## A run of items

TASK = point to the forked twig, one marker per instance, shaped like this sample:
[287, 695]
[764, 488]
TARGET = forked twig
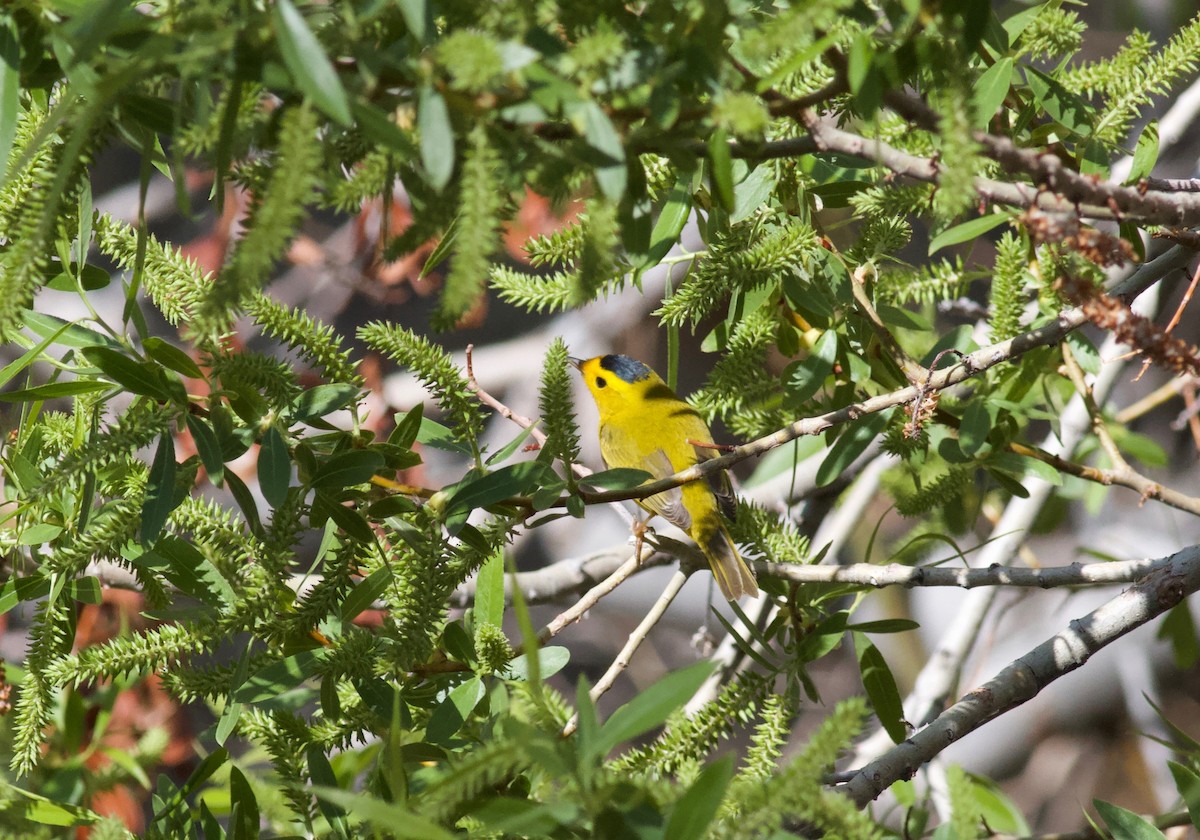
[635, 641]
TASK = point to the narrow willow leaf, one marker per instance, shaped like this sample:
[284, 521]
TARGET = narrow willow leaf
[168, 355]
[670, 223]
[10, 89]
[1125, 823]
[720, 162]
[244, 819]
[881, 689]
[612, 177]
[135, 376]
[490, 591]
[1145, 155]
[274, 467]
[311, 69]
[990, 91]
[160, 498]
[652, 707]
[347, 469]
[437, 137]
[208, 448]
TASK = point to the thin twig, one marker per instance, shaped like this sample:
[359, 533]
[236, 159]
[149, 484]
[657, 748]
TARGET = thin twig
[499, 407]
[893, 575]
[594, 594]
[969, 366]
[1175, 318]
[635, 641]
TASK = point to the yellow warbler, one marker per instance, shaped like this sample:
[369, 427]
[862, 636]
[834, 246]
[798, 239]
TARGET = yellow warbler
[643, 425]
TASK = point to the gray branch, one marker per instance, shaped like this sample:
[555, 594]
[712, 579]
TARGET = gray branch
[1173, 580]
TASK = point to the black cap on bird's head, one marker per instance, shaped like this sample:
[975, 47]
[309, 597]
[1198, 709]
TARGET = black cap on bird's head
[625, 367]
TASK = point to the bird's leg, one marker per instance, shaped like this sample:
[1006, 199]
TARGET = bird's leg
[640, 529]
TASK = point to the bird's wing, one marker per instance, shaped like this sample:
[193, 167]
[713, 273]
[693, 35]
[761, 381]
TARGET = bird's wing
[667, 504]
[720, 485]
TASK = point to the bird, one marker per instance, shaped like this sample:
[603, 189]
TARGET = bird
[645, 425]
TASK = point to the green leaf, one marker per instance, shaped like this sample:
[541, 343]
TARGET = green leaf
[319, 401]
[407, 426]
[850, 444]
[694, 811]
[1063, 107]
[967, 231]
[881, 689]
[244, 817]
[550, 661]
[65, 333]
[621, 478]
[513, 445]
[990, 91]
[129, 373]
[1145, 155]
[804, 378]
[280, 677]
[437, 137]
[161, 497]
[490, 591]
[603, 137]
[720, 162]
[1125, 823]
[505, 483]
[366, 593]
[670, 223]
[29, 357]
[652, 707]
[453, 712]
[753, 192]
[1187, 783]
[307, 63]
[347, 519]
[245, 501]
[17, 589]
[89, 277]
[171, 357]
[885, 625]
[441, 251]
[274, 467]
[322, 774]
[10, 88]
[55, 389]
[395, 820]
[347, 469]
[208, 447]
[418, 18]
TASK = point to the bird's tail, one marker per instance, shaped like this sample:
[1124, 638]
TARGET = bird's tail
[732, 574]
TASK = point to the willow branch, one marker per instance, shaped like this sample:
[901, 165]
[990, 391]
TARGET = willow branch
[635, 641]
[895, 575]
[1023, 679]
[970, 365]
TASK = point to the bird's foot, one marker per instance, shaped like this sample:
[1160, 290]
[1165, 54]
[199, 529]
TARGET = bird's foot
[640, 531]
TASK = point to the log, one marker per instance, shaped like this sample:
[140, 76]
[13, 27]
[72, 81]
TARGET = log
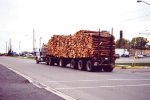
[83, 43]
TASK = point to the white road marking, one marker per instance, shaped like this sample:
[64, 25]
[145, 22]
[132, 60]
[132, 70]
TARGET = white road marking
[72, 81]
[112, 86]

## THE TASK
Switch every "willow" in the items above to "birch" and write all the items out again with nothing else altered. Leave the pictures out.

## ANSWER TO THE TASK
TASK = point to the forked twig, one marker per instance, shaped like this sample:
[287, 695]
[764, 488]
TARGET = forked twig
[635, 641]
TASK = point to the narrow birch leaf, one marker per instance, shaped like this sample:
[284, 521]
TARGET = narrow birch leaf
[168, 355]
[670, 223]
[10, 89]
[1125, 823]
[720, 162]
[244, 819]
[881, 689]
[612, 177]
[135, 376]
[490, 591]
[1145, 155]
[274, 467]
[311, 69]
[990, 91]
[160, 498]
[652, 707]
[347, 469]
[437, 137]
[208, 448]
TASK = point to the thin twig, one marker per instance, shaped like this sample:
[359, 533]
[236, 159]
[149, 484]
[657, 748]
TARGET = thin twig
[499, 407]
[893, 575]
[594, 594]
[969, 366]
[1175, 318]
[635, 641]
TASK = point to the yellow warbler, one marker per instance, shaped like this sample:
[369, 427]
[862, 636]
[834, 246]
[798, 239]
TARGET = yellow warbler
[643, 425]
TASK = point to the gray branch, one marker per instance, shaped like this sample:
[555, 594]
[712, 579]
TARGET = gray branch
[1173, 580]
TASK = point to the black cap on bird's head, one marker per instance, shaped like this sample:
[975, 47]
[309, 597]
[1198, 709]
TARGET = black cap on bird's head
[625, 367]
TASK = point to the bird's leg, one marker per instance, shaped like this sample:
[1006, 199]
TARGET = bird's leg
[640, 529]
TASK = point to the bird's wing, one marker per instance, shaped like this sample:
[193, 167]
[713, 273]
[693, 35]
[761, 381]
TARGET = bird's wing
[667, 504]
[720, 485]
TASK = point to the bird, one marker per instance, shaped like this sample:
[603, 189]
TARGET = bird
[645, 425]
TASK = point to the green leaf, one marker per instance, shaped like this sample:
[541, 343]
TARGET = green leaf
[319, 401]
[407, 426]
[850, 444]
[694, 811]
[1063, 107]
[967, 231]
[881, 689]
[244, 817]
[550, 661]
[65, 333]
[621, 478]
[513, 445]
[990, 91]
[129, 373]
[1145, 155]
[804, 378]
[280, 677]
[437, 137]
[161, 497]
[490, 591]
[603, 137]
[720, 162]
[1125, 823]
[505, 483]
[366, 593]
[670, 223]
[29, 357]
[652, 707]
[453, 712]
[753, 192]
[1187, 783]
[307, 63]
[347, 519]
[245, 501]
[17, 589]
[89, 277]
[171, 357]
[885, 625]
[441, 251]
[274, 467]
[322, 774]
[10, 88]
[55, 389]
[395, 820]
[347, 469]
[208, 447]
[418, 18]
TASK = point to the bird's tail, one marker per instance, shaped like this sample:
[1124, 638]
TARGET = bird's tail
[732, 574]
TASK = point to the birch branch, one marker per instance, shaped like this sample:
[901, 165]
[990, 391]
TARGET = birch branch
[635, 641]
[895, 575]
[1023, 679]
[970, 365]
TASK = point to the bird's foot, one marker per instance, shaped like this sample:
[1160, 290]
[1165, 54]
[199, 529]
TARGET = bird's foot
[640, 531]
TASK = point to the log, one marker per instance, shaped like this sample:
[140, 76]
[13, 27]
[72, 81]
TARGET = log
[83, 43]
TASK = point to the white road marking, one marker per instance, shaped like this sample:
[64, 25]
[145, 22]
[132, 60]
[132, 70]
TARGET = white road marking
[72, 81]
[112, 86]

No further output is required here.